## Problem
Tally the lines in the rows below that contain the word "helicopter". Give only the number.

## Data lines
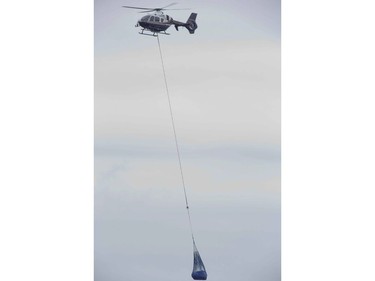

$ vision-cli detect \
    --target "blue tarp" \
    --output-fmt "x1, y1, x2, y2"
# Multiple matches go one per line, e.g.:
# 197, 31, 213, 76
191, 242, 207, 280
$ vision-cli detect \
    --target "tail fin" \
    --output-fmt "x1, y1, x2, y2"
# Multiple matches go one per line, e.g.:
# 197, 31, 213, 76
185, 13, 198, 34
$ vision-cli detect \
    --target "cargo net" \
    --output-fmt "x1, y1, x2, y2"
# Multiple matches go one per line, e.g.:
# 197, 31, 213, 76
191, 242, 207, 280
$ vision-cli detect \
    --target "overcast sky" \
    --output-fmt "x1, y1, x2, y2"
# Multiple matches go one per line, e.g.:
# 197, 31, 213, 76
95, 0, 280, 281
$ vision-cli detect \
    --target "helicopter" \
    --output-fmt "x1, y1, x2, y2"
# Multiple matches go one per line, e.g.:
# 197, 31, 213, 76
122, 3, 198, 36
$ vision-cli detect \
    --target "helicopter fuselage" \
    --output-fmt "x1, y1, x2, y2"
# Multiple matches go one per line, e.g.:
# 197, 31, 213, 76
136, 13, 173, 32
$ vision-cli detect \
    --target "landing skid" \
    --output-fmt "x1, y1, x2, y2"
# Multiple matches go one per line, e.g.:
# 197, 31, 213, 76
138, 29, 170, 37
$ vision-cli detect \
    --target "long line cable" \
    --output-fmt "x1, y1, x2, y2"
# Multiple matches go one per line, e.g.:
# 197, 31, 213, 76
156, 35, 195, 241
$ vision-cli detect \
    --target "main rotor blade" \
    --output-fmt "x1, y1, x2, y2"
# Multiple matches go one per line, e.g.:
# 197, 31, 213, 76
163, 8, 191, 11
160, 2, 177, 10
122, 6, 154, 11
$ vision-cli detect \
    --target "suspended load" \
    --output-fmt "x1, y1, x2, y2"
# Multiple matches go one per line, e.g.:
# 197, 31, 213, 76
191, 241, 207, 280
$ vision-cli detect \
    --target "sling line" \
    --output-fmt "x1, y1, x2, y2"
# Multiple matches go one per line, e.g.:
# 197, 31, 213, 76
156, 35, 195, 242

## Response to this task
2